- [WHAT NEEDS TO BE DONE]
Repeat the records below exactly, leaving out any pictures.

- [EXERCISE DATA]

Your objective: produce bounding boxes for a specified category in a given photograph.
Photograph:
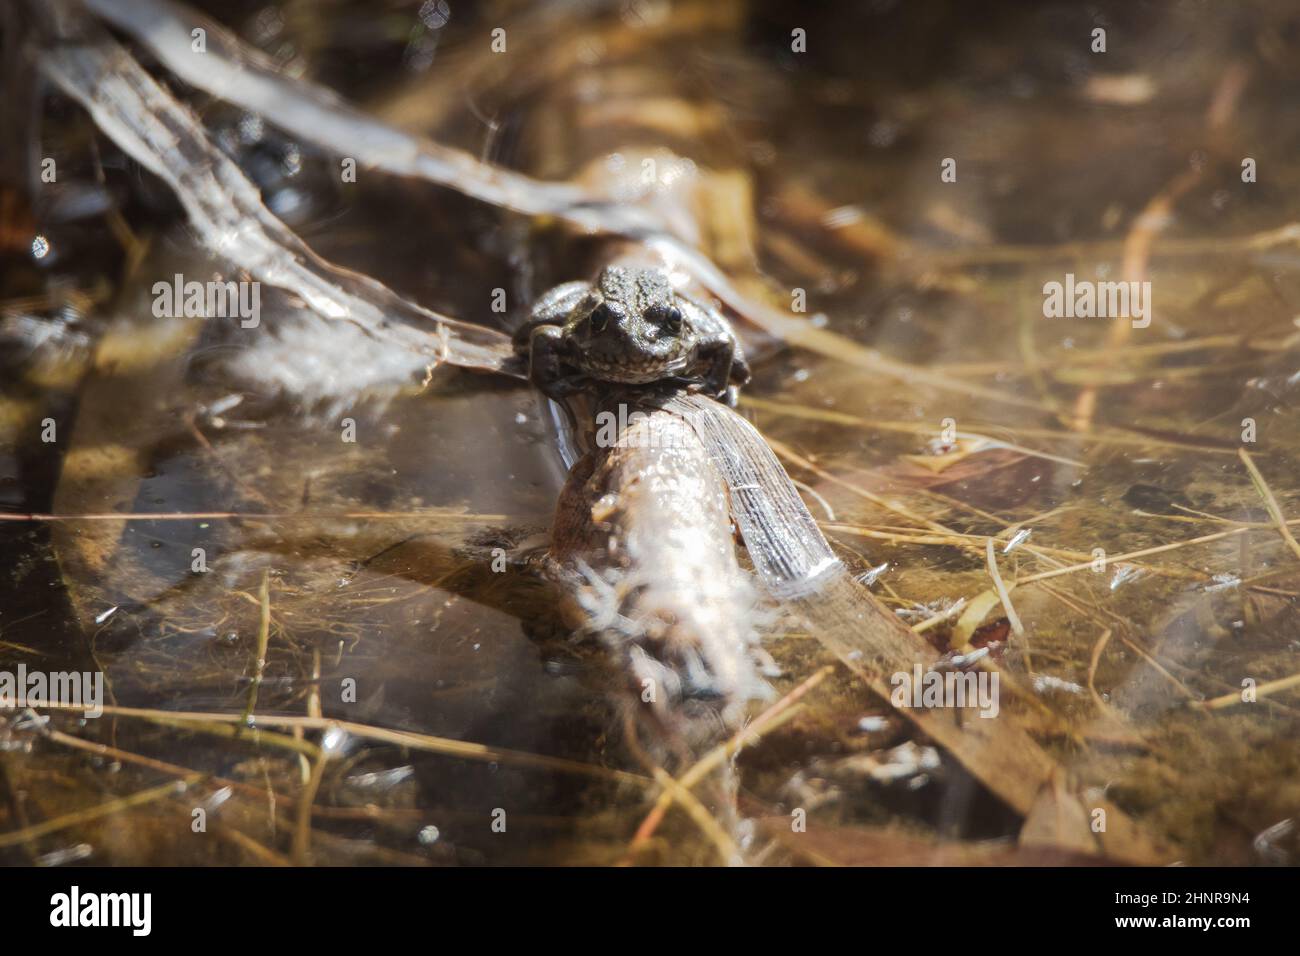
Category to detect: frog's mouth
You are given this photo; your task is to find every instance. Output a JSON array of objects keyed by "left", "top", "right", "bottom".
[{"left": 583, "top": 352, "right": 689, "bottom": 384}]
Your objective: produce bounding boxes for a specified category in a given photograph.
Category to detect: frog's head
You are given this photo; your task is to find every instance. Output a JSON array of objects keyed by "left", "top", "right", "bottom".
[{"left": 568, "top": 267, "right": 692, "bottom": 384}]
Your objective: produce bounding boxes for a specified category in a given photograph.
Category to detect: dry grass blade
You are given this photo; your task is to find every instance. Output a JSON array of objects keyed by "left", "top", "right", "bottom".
[
  {"left": 1237, "top": 448, "right": 1300, "bottom": 564},
  {"left": 15, "top": 701, "right": 645, "bottom": 786},
  {"left": 0, "top": 775, "right": 198, "bottom": 849},
  {"left": 769, "top": 438, "right": 954, "bottom": 533},
  {"left": 621, "top": 713, "right": 739, "bottom": 865},
  {"left": 743, "top": 395, "right": 1237, "bottom": 456},
  {"left": 986, "top": 537, "right": 1025, "bottom": 638},
  {"left": 1016, "top": 527, "right": 1253, "bottom": 585},
  {"left": 622, "top": 666, "right": 834, "bottom": 863},
  {"left": 0, "top": 510, "right": 513, "bottom": 523},
  {"left": 1200, "top": 670, "right": 1300, "bottom": 711},
  {"left": 293, "top": 753, "right": 329, "bottom": 865},
  {"left": 240, "top": 570, "right": 272, "bottom": 726},
  {"left": 1087, "top": 628, "right": 1115, "bottom": 715}
]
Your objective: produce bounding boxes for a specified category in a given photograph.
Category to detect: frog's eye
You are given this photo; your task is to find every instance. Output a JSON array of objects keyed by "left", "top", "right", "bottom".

- [EXERCISE OUTPUT]
Your objective: produce bounding boxes for a specified category in a given photograph.
Photograph:
Category to detect: frog's mouth
You are given this photo; your task is to find every instance. Output a JSON array of objects keyed by "left", "top", "right", "bottom".
[{"left": 583, "top": 352, "right": 689, "bottom": 384}]
Your objective: produce bounding boxes for a specified category in a given photograph.
Category to detect: frog's head
You are given this photo; your task is to find every instance. Output a JSON array of objects keyed by "left", "top", "right", "bottom".
[{"left": 568, "top": 267, "right": 692, "bottom": 384}]
Your objective: produce bounding boxes for a specified category in a given photograph.
Category to detect: dry grass blade
You are given this photo; your task is to find every instance. Output a JSON array of objects keyed by "left", "top", "right", "bottom".
[
  {"left": 1237, "top": 448, "right": 1300, "bottom": 564},
  {"left": 15, "top": 701, "right": 645, "bottom": 786},
  {"left": 0, "top": 775, "right": 198, "bottom": 849},
  {"left": 769, "top": 438, "right": 954, "bottom": 533},
  {"left": 621, "top": 713, "right": 739, "bottom": 865},
  {"left": 743, "top": 395, "right": 1237, "bottom": 456},
  {"left": 986, "top": 537, "right": 1025, "bottom": 638},
  {"left": 1016, "top": 527, "right": 1253, "bottom": 585},
  {"left": 622, "top": 666, "right": 834, "bottom": 863},
  {"left": 0, "top": 510, "right": 513, "bottom": 523},
  {"left": 1200, "top": 670, "right": 1300, "bottom": 711},
  {"left": 293, "top": 753, "right": 329, "bottom": 865},
  {"left": 240, "top": 570, "right": 272, "bottom": 726},
  {"left": 1087, "top": 628, "right": 1115, "bottom": 715}
]
Your objective: produce bounding boxes for a specified category in a given photograph.
Category to detect: frog's eye
You are given this photo; your task is to find every instance. Output a JSON array of objects keyed by "left", "top", "right", "bottom".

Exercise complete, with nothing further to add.